EXERCISE:
Only the run of lines from the one containing "TARGET = white t-shirt" through the last line should be returned, exactly as written.

EXCERPTED DATA:
========

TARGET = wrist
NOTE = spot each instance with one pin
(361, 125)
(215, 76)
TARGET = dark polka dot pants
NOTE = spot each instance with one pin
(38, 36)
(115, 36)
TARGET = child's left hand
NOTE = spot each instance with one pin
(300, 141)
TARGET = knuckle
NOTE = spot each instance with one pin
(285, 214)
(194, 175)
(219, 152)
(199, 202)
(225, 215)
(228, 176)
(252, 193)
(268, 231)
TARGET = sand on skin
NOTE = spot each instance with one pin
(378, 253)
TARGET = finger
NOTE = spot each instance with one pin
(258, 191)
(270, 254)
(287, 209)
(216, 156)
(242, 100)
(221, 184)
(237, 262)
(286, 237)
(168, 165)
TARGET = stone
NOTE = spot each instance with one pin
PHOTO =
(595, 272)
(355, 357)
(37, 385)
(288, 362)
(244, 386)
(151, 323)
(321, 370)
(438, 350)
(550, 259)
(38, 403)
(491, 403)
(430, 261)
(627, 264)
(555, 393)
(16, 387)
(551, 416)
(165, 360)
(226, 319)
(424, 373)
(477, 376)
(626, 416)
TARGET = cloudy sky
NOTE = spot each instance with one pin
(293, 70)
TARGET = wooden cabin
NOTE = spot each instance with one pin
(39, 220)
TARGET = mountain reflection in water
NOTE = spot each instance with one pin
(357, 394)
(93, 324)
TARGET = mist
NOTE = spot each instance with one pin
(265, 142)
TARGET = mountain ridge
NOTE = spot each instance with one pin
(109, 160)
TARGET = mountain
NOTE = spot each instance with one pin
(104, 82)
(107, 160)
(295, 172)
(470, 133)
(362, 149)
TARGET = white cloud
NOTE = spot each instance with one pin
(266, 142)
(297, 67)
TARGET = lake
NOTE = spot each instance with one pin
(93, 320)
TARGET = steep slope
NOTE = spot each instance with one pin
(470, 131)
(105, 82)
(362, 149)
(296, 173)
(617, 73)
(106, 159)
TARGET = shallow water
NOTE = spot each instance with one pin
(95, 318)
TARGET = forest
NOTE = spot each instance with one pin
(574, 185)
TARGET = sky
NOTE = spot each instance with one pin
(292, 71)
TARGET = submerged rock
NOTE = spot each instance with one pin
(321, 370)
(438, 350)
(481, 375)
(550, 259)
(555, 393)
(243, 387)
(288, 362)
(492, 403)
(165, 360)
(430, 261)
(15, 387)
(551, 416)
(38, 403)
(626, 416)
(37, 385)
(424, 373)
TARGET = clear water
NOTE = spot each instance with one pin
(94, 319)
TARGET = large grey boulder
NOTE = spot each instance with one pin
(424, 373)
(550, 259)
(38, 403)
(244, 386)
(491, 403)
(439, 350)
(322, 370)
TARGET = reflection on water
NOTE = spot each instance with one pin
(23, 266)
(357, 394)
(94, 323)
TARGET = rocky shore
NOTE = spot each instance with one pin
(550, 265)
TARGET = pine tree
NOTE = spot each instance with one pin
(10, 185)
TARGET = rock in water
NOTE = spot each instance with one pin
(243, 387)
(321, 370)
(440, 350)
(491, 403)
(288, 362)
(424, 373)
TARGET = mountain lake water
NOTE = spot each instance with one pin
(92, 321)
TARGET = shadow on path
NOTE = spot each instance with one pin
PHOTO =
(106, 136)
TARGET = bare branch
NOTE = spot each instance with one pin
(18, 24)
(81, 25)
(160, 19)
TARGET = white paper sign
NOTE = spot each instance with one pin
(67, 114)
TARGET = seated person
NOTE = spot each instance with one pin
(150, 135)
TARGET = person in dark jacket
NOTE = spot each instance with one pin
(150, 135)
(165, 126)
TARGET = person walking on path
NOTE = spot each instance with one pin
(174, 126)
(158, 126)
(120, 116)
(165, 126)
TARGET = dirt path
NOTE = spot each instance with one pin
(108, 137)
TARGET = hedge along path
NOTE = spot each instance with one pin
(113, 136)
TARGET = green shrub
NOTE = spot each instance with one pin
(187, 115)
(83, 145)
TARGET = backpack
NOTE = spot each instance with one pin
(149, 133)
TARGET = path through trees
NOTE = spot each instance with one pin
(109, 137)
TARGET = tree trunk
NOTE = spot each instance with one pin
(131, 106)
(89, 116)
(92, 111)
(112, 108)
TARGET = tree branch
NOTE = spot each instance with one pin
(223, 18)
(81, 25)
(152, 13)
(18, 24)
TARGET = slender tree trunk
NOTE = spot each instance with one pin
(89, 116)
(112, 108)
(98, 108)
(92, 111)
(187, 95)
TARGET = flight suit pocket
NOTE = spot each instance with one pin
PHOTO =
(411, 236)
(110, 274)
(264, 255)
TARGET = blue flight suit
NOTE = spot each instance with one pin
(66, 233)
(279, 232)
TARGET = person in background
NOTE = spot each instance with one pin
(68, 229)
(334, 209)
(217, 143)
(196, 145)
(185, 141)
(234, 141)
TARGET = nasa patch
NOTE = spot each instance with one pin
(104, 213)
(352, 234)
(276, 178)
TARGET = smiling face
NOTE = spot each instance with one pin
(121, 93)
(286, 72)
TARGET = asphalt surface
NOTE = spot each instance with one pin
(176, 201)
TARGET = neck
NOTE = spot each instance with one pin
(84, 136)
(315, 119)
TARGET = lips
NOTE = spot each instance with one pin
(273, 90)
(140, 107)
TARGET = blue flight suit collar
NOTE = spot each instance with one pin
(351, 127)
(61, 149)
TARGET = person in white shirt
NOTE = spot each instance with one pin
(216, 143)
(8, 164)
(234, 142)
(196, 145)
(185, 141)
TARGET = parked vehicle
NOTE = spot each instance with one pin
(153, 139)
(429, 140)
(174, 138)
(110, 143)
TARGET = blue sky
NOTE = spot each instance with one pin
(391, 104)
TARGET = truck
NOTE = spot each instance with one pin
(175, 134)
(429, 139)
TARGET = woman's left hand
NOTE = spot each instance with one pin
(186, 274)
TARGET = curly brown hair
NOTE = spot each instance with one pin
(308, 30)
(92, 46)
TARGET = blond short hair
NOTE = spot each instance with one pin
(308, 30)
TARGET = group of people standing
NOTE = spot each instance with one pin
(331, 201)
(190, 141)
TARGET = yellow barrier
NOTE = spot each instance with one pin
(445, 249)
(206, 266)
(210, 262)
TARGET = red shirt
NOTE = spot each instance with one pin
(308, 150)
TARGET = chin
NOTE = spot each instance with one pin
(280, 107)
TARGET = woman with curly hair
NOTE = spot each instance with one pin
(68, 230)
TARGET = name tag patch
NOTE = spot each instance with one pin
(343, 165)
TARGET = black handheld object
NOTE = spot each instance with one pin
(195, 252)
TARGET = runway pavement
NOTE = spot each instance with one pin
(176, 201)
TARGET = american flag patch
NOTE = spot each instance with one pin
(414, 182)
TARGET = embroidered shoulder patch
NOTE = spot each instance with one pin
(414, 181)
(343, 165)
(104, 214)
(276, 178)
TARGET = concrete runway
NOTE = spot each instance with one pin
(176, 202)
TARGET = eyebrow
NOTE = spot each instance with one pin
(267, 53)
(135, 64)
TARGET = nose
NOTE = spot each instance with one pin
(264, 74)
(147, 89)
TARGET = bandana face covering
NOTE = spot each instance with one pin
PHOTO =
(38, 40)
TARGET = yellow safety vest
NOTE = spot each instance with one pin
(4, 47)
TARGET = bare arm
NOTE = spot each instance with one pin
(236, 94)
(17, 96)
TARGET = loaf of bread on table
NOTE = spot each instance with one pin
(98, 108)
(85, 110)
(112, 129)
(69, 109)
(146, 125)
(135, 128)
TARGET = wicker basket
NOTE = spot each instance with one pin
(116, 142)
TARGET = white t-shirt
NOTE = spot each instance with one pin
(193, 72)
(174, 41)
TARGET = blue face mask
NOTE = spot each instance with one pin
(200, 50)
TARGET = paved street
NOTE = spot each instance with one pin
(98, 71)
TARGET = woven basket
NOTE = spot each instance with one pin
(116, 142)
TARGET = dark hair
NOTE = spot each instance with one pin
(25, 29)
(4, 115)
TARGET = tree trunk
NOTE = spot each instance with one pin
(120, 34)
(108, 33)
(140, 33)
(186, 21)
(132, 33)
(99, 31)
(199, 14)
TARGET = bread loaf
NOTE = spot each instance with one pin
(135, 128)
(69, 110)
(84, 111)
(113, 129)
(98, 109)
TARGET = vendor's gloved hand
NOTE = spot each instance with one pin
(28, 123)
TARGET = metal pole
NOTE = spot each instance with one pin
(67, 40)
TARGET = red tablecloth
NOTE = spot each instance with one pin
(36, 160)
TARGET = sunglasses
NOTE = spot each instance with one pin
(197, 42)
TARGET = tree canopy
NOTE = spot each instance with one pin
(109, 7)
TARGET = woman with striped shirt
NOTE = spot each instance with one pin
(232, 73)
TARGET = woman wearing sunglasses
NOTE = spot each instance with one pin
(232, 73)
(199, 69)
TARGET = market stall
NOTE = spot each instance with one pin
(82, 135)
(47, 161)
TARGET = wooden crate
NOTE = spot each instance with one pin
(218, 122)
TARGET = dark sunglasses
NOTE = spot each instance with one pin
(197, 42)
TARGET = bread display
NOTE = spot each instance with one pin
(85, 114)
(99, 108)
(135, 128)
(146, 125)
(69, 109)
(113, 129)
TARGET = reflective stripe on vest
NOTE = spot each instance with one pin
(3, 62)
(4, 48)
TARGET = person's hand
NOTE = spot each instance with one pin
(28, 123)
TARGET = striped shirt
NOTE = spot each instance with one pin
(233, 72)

========

ANSWER TO THE EXERCISE:
TARGET = white t-shirt
NOTE = spot each instance with one pin
(193, 72)
(174, 41)
TARGET = blue face mask
NOTE = spot each instance with one pin
(200, 50)
TARGET = paved street
NOTE = spot each instance with one pin
(98, 71)
TARGET = woven basket
NOTE = spot each instance with one pin
(116, 142)
TARGET = dark hair
NOTE = spot each instance with one pin
(25, 29)
(4, 115)
TARGET = tree trunk
NOTE = spot each instance with one pin
(120, 34)
(108, 33)
(140, 33)
(186, 21)
(132, 33)
(99, 31)
(199, 14)
TARGET = bread loaf
NOTE = spot each instance with one pin
(135, 128)
(69, 110)
(84, 111)
(113, 129)
(98, 109)
TARGET = vendor's gloved hand
NOTE = spot each instance with one pin
(28, 123)
TARGET = metal pole
NOTE = spot each instance with one pin
(67, 40)
TARGET = red tablecloth
NOTE = spot each instance with one pin
(36, 160)
TARGET = sunglasses
NOTE = spot each instance with one pin
(197, 42)
TARGET = tree canopy
NOTE = spot each instance with one pin
(109, 7)
TARGET = woman with striped shirt
NOTE = spot each instance with one pin
(232, 73)
TARGET = woman wearing sunglasses
NOTE = spot each instance with one pin
(232, 73)
(199, 69)
TARGET = market stall
NOTE = spot each instance with one pin
(82, 135)
(47, 161)
TARGET = wooden crate
NOTE = spot each instance with one pin
(218, 122)
TARGET = dark sunglasses
NOTE = spot each instance with one pin
(197, 42)
TARGET = bread display
NOTE = spot each instance with one pin
(85, 114)
(99, 108)
(135, 128)
(146, 125)
(69, 109)
(113, 129)
TARGET = reflective stripe on vest
NOTE = spot each instance with one pin
(3, 62)
(4, 48)
TARGET = person's hand
NOTE = spot each instance with one pin
(28, 123)
TARGET = striped shirt
NOTE = spot each instance with one pin
(233, 72)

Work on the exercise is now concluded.